Task description:
Rewrite these records with every occurrence of "instance" changed to "object" and all other text unchanged. Omit the pictures from your answer.
----------------
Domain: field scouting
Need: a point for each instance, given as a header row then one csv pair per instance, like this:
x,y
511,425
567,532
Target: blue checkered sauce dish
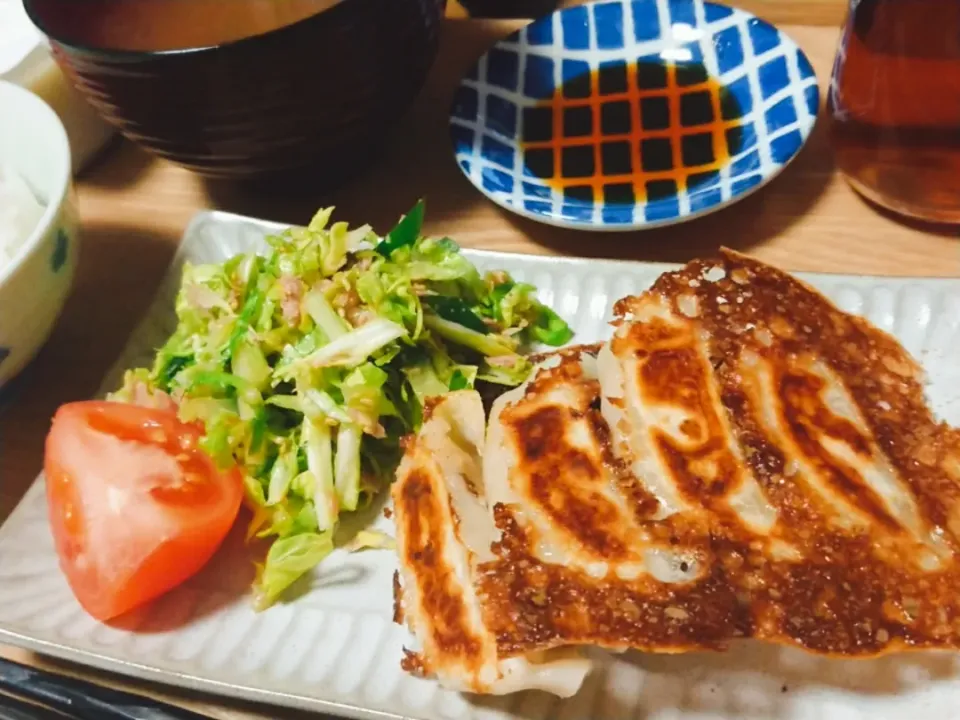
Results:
x,y
629,114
----------------
Correct result:
Domain: field scouting
Need: a point for each object, given as a header row then one csv pair per object, like this:
x,y
511,425
567,532
Target: blue checkered sauce dish
Results:
x,y
629,114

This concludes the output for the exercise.